▸ AIM
Return every item below word for word, with nothing changed.

▸ WORKING DATA
....
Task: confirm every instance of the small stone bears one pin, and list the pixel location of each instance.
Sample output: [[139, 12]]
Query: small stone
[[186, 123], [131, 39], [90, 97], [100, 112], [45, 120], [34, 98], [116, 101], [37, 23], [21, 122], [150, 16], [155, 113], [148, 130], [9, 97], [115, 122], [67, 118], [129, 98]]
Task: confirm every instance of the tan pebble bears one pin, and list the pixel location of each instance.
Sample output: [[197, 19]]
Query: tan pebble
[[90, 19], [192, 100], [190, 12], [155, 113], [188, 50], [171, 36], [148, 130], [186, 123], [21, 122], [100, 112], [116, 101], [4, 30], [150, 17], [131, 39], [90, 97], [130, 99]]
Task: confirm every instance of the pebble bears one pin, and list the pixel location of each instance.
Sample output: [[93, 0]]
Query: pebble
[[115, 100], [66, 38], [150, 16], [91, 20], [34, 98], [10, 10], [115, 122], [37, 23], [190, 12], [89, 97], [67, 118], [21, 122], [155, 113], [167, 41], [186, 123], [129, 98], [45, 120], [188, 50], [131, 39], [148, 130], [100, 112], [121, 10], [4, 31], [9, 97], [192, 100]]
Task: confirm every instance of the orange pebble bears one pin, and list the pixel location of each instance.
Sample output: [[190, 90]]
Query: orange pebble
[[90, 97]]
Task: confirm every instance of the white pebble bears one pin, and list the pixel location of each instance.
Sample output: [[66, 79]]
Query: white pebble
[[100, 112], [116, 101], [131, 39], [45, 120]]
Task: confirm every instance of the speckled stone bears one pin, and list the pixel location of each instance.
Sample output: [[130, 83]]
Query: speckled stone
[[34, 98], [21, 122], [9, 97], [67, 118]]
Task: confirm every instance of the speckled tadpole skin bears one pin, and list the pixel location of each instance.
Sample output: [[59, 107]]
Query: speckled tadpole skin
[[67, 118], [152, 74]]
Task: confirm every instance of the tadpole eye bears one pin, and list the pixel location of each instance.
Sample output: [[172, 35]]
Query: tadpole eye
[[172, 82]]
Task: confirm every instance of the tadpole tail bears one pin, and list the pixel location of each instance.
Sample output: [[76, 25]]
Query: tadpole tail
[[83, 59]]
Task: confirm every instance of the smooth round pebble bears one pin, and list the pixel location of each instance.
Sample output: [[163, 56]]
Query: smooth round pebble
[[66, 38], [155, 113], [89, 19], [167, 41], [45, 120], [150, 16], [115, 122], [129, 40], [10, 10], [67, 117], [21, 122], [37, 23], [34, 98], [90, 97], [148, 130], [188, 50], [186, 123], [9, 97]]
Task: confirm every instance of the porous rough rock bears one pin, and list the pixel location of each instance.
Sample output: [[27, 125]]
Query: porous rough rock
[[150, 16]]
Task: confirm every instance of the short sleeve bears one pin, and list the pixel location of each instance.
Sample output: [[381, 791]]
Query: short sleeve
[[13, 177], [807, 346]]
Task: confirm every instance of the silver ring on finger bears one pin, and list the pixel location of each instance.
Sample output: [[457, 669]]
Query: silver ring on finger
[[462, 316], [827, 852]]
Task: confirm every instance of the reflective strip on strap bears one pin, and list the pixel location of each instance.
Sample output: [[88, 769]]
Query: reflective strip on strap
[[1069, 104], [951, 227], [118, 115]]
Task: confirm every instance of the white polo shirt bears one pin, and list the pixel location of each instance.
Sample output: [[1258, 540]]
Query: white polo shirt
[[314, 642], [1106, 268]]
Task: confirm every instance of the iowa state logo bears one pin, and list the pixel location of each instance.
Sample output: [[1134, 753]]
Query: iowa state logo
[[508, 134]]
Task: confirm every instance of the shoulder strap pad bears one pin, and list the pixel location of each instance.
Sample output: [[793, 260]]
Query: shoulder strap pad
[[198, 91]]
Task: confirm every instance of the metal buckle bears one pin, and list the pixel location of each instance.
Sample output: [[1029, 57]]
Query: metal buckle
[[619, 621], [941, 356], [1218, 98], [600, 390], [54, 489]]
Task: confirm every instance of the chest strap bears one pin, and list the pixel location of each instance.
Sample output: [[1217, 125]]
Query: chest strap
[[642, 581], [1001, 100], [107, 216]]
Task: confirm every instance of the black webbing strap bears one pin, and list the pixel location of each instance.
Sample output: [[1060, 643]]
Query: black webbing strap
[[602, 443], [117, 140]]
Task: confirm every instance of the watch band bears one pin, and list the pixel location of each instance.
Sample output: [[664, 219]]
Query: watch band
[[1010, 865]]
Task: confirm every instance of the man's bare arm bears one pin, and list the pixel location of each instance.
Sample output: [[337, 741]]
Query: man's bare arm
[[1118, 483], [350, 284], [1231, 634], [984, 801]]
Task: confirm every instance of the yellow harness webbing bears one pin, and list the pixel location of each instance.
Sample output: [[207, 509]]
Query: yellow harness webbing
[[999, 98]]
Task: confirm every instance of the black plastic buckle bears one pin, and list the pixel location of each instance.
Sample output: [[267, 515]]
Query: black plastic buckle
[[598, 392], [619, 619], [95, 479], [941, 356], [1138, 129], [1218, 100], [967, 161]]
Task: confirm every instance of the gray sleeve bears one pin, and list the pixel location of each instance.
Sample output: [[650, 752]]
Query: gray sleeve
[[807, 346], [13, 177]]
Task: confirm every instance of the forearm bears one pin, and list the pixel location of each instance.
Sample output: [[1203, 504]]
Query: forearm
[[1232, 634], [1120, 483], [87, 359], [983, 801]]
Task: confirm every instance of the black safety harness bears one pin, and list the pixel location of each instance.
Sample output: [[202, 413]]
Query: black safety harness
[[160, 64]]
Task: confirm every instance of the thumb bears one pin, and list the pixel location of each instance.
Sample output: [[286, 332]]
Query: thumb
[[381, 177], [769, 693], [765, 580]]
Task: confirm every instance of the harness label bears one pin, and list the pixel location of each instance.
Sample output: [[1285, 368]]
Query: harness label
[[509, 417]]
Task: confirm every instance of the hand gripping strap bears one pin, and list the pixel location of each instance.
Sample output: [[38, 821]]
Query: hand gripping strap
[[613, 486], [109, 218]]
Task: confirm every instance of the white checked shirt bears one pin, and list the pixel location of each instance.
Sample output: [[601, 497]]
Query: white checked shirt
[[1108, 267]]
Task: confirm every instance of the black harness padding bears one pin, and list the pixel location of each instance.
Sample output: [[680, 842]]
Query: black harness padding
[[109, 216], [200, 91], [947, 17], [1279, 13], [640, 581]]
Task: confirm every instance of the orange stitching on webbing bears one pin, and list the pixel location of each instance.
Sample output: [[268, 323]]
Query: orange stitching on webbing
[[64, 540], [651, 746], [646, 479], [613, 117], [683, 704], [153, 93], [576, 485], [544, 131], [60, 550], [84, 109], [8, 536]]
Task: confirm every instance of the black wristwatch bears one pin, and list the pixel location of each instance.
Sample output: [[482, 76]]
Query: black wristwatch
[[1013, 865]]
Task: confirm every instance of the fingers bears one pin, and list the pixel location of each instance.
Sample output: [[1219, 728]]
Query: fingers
....
▸ RESPONSE TO THIS EXERCISE
Task: confirm every instance of the small stone bears one pin, and list the pixel location of each instance.
Sample output: [[139, 12]]
Query: small stone
[[186, 123], [131, 39], [90, 97], [100, 112], [45, 120], [34, 98], [116, 101], [37, 23], [21, 122], [150, 16], [155, 113], [148, 130], [9, 97], [115, 122], [67, 118], [129, 98]]
Task: confirm every instance of the tan pebble bears one pin, and list the pixel location of each instance.
Sample output: [[197, 19]]
Query: tan pebble
[[90, 19], [192, 100], [190, 12], [155, 113], [188, 50], [171, 36], [148, 130], [186, 123], [21, 122], [100, 112], [116, 101], [4, 30], [150, 17], [131, 39], [90, 97], [130, 99]]
Task: confirm every instance of the pebble bears one pin, and list the pixel location of each instance.
Sample output: [[93, 0]]
Query: pebble
[[115, 100], [66, 38], [150, 16], [91, 20], [34, 98], [10, 10], [115, 122], [37, 23], [190, 12], [89, 97], [67, 118], [21, 122], [155, 113], [167, 41], [186, 123], [129, 98], [45, 120], [188, 50], [131, 39], [148, 130], [100, 112], [121, 10], [4, 31], [9, 97], [192, 100]]
Task: confirm every instance of the orange pebble bears one pin, and list the pixel location of each instance.
Sample output: [[190, 90]]
Query: orange pebble
[[90, 97]]
Task: confirm every instance of the white pebble bears one pin, and list the pixel location of each instance.
Sample output: [[66, 79]]
Query: white pebble
[[100, 112], [116, 101], [131, 39], [45, 120]]
Task: confirm every instance of the speckled stone bears one pin, and list the pixel location of each instance.
Sample output: [[130, 83]]
Query: speckled stone
[[34, 98], [21, 122], [9, 97], [67, 118]]
Task: confirm every instance of the speckled tadpole skin bears one pin, and list the pixel location of each instance.
Sample output: [[59, 107]]
Query: speckled tadpole skin
[[67, 118], [152, 74]]
Task: confirm every instance of the tadpole eye bears one pin, and list the pixel location of each instance.
Sample output: [[172, 35]]
Query: tadpole eye
[[172, 82]]
Task: confirm every instance of the tadpole tail bears one pin, and list the pixel location of each instance.
Sample output: [[76, 25]]
Query: tadpole tail
[[83, 59]]
Task: confirm every instance of the smooth round pebble bears one pin, and list the pixel location of each instance.
Sample output: [[163, 56]]
Query: smooth round pebble
[[66, 38], [155, 113], [89, 19], [167, 41], [45, 120], [150, 16], [115, 122], [129, 40], [10, 10], [67, 117], [21, 122], [37, 23], [34, 98], [90, 97], [148, 130], [188, 50], [186, 123], [9, 97]]
Task: confirm every instance of the porous rough rock bears one pin, and list the pixel location of each instance.
Sample output: [[27, 125]]
Query: porous rough rock
[[150, 16]]
Task: confirm every instance of the short sleeve bears one pin, and list the pixel location of each instance.
Sample output: [[381, 791]]
Query: short sleeve
[[13, 177], [807, 346]]
Task: confirm every instance of the silver ring on finger bears one pin, and list the pixel location of each instance.
Sample output: [[457, 669]]
Query: silver ring on finger
[[462, 316], [827, 852]]
Task: confirm every instance of the reflective strip on strap bears one pin, and list the pixel location of each instance.
Sample output: [[88, 769]]
Query: reflective strip on strap
[[1069, 104], [951, 227], [118, 115]]
Task: confirm every instance of the white polo shirt bears one pin, and list the pixel location of each instance.
Sample output: [[1258, 540]]
Query: white polo shirt
[[314, 642], [1106, 268]]
Task: confirm every instance of the iowa state logo bears one pin, and list the pixel location of each instance.
Sample output: [[1134, 753]]
Query: iowa state logo
[[508, 134]]
Task: confirm every instance of the shoulder strap pad bears one pin, and list the pixel location of each instance.
Sample output: [[793, 260]]
Query: shoulder strap pad
[[198, 91]]
Task: confirm every instance of the metal buckle bears one pin, and list the pixel location of each instance.
Sample output: [[1029, 57]]
Query: metal buckle
[[619, 621], [941, 356], [1218, 98], [600, 390], [54, 489]]
Task: confirm every instance of the chest strap bears one pin, and list the pixel location of each instance.
Sample output: [[1217, 125]]
Query: chest strap
[[642, 581], [1001, 100], [107, 216]]
Task: confirm every instance of the black webbing strap bears one pin, and list the pixel location of each instance.
Sample output: [[1060, 643]]
Query: black webbing strap
[[602, 443], [117, 140]]
Task: confirm every instance of the watch band bears one pin, and list the pixel location of each instance.
Sample output: [[664, 219]]
Query: watch band
[[1010, 865]]
Task: confirm every instance of the man's bare arm bears one pin, and list the pixel location of each instance.
Sample output: [[337, 741]]
Query: man's bare arm
[[1118, 483], [350, 284], [1231, 634], [984, 801]]
Task: confirm every instance of the yellow harness webbing bears one pin, and list the pixel location of each instance.
Sample output: [[207, 509]]
Query: yellow harness webbing
[[999, 98]]
Task: confirm every instance of the black plastic buckle bears one pin, and list the pixel location of each instance.
Sample output: [[267, 515]]
Query: black plastic buckle
[[598, 392], [619, 619], [95, 479], [941, 356], [1138, 129], [1218, 100], [967, 161]]
Task: confirm every instance of the gray sleeve bears one pin, and list the pixel location of each instance.
Sample output: [[650, 752]]
Query: gray sleeve
[[807, 346], [13, 177]]
Task: confirm every instance of the forearm bears one pin, and list the pixel location of each instance.
Sample output: [[1203, 504]]
Query: forearm
[[1232, 634], [1120, 483], [87, 359], [983, 801]]
Task: confirm every instance of the black safety harness bears one pin, and list the pixel location of each instance.
Sample output: [[202, 413]]
Query: black safety harness
[[160, 64]]
Task: confirm every instance of the thumb bears one pin, and list the pixel location of each instance.
Sample output: [[286, 332]]
Query: thumb
[[381, 177], [769, 693], [765, 580]]
Task: confirm every instance of the harness label bears one pin, and list the pixel location of each instance.
Sample output: [[1285, 368]]
Query: harness label
[[509, 417]]
Task: confirm every instance of the hand gripping strap bears one pin, and list the pixel location of each instance.
Sample output: [[38, 821]]
Query: hand gripping strap
[[613, 486], [109, 218]]
Task: confirm every instance of the white checked shirt bears one pin, and list the pixel location of each instance.
Sample output: [[601, 497]]
Query: white checked shirt
[[1108, 267]]
Task: confirm every instance of the black harness padding bears one pin, and list the pixel location of each instance.
Sample output: [[680, 842]]
Query: black harness padding
[[109, 216], [200, 91], [947, 17], [1279, 13], [640, 581]]
Task: confirm every instance of the orange stitching on webbing bears one pin, and list the pixel location of each instance.
Sample output: [[268, 323]]
Query: orange stitching on webbing
[[64, 540], [651, 746], [646, 479], [613, 117], [683, 704], [153, 93], [576, 485], [544, 131], [60, 550], [84, 109], [8, 536]]
Task: confirm every instance of the black wristwatch bears one pin, and list the pixel location of each instance.
Sample output: [[482, 76]]
Query: black wristwatch
[[1013, 865]]
Task: confirm every instance of the fingers bears one pin, and list the pixel location of each instance.
Sample output: [[1219, 728]]
Query: fingers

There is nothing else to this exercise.